**Written instruction:**
Can you repeat the lines below with "dark cloud" swapped for "storm cloud" wherever it occurs, keeping everything else the same and leaving out the pictures?

**Extracted entries:**
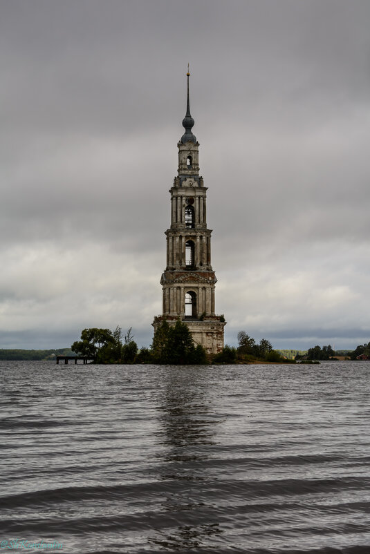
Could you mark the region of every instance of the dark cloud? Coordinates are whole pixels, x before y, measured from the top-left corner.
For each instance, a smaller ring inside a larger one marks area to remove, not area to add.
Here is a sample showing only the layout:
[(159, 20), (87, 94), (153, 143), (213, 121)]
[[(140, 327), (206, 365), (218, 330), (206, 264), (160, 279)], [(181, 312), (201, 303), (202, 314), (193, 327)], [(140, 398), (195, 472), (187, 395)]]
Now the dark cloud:
[(150, 342), (188, 62), (227, 342), (370, 338), (367, 0), (0, 11), (0, 345)]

**Problem solution:**
Could you mark the region of every instance of the storm cloud? Coordinates are whole pixels, x before y, measured from the top-left corner.
For each instance, a smaller ring inside a larger one marks area to remove, not area to add.
Here is a sample showing only the layout:
[(159, 20), (87, 94), (153, 143), (213, 121)]
[[(140, 327), (206, 365), (218, 330), (206, 264), (160, 279)], [(181, 312), (201, 303), (202, 314), (193, 327)], [(140, 398), (195, 472), (187, 395)]]
Now the storm cloud:
[(150, 342), (188, 62), (227, 342), (370, 338), (367, 0), (0, 11), (0, 345)]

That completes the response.